AÇÃO NECESSÁRIA A – Você pode transcrever o texto sobre acidentes no esporte desde "Esporte machuca. Alguns" até "tênis e energético.", inclusive?
AÇÃO NECESSÁRIA B – Você pode dar continuidade ao texto sobre acidentes no esporte a partir do ponto em que ele termina?

TRECHO DA PÁGINA –
▶
Esporte machuca. Alguns matam ou aleijam. É o caso do esqui. Michael Schumacher vegeta em Grenoble. Os defensores do tal “espírito esportivo” não contam isso para os jovens praticantes. Muito pelo contrário: o papo é sempre de superar, ir além dos limites, e todo aquele bla-bla-bla pra vender tênis e energético.
Nossa esquiadora Laís Souza está tetraplégica. Lesionou a terceira vértebra. Não mexe pernas nem braços. Treinava para participar dos jogos olímpicos de inverno quando caiu. O seguro pagou a operação e o tratamento. Mas não vai pagar mais nada. Porque o seguro de vida ou invalidez contratado pelo Comitê Olímpico Brasileiro, e pela Confederação Brasileira de Desportos na Neve, só cobre acidentes que aconteçam durante as competições, e não durante o treinamento.
◀
TRECHOS DE DADOS –
▶
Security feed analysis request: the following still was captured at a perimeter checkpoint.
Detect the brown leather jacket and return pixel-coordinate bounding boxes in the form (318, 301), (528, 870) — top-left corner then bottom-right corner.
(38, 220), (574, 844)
◀
▶
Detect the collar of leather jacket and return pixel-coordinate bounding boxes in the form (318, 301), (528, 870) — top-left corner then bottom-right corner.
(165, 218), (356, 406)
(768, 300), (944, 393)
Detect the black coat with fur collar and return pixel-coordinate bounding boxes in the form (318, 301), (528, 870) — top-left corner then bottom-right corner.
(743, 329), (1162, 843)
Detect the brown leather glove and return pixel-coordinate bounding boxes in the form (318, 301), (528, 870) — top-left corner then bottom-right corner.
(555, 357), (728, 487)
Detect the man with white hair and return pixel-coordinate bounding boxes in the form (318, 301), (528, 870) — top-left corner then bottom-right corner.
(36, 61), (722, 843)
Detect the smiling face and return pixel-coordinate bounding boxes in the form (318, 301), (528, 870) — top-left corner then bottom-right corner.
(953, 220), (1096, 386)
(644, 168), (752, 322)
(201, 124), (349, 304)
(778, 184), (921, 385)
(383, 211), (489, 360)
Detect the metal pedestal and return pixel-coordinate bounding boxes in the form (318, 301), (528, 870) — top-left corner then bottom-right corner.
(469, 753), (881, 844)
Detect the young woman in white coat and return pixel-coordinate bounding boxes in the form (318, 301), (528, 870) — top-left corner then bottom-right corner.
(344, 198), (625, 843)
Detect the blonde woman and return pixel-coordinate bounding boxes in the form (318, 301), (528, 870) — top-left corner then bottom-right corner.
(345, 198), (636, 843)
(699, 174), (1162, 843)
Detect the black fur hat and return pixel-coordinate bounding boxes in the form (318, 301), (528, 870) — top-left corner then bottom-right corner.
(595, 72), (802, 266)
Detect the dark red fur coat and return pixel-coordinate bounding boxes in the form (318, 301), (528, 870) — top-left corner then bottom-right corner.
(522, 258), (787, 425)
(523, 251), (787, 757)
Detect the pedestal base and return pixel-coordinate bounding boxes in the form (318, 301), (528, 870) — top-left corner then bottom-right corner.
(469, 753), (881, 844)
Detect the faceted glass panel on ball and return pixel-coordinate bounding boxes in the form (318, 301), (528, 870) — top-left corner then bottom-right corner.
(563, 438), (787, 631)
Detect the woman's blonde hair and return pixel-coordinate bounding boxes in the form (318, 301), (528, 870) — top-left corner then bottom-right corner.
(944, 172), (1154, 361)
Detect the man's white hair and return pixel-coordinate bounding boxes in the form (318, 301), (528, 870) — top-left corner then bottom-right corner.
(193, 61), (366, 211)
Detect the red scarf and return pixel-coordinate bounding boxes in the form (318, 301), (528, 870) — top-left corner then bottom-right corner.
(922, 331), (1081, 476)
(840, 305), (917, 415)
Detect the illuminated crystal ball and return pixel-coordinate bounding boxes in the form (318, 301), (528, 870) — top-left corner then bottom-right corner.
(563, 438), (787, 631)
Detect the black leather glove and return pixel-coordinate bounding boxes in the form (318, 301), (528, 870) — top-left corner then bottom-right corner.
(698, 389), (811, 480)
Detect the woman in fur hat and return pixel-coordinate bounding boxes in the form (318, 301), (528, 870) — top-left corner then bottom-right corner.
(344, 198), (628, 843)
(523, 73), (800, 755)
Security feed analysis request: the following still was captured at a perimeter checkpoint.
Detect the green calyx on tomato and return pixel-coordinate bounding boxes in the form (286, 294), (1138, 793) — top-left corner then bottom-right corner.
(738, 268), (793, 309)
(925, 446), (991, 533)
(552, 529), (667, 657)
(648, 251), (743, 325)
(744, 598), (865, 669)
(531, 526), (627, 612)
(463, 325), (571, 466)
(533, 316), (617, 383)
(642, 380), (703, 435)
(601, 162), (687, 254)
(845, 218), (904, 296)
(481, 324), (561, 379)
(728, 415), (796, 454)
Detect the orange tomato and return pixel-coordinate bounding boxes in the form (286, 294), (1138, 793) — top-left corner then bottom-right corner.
◀
ÁREA DE RESPOSTA A –
Esporte machuca. Alguns matam ou aleijam. É o caso do esqui. Michael Schumacher vegeta em Grenoble. Os defensores do tal “espírito esportivo” não contam isso para os jovens praticantes. Muito pelo contrário: o papo é sempre de superar, ir além dos limites, e todo aquele bla-bla-bla pra vender tênis e energético.

ÁREA DE RESPOSTA B –
Muita gente se recusa a aceitar o que aconteceu com Laís. A imprensa dá voltas sem fim para falar do caso. Compreensível. É uma jovem simpática e batalhadora. O pai é metalúrgico, a mãe trabalha em uma loja de sapatos. Mas reportagens falando da “rápida recuperação” de Laís, que ela já tem sensações nesse ou aquele pedaço do corpo, são um desserviço. Li um artigo que começa dizendo que ela já “come sozinha”. Dá a impressão que ela leva o garfo à boca. Nada disso. Só quer dizer que ela já se alimenta pela boca, e não via sonda gástrica.
Esse discurso atrapalha Laís mais que ajuda. Pior ainda as pautas sobre tratamentos experimentais milagrosos. A realidade é: Laís não vai ser curada. Jamais voltará a andar ou mexer os braços. Viverá uma vida dificílima e limitadíssima, completamente dependente dos outros. Se daqui a 30 anos um gênio criar um tratamento capaz de reverter sua lesão, ótimo, mas não está no horizonte da ciência.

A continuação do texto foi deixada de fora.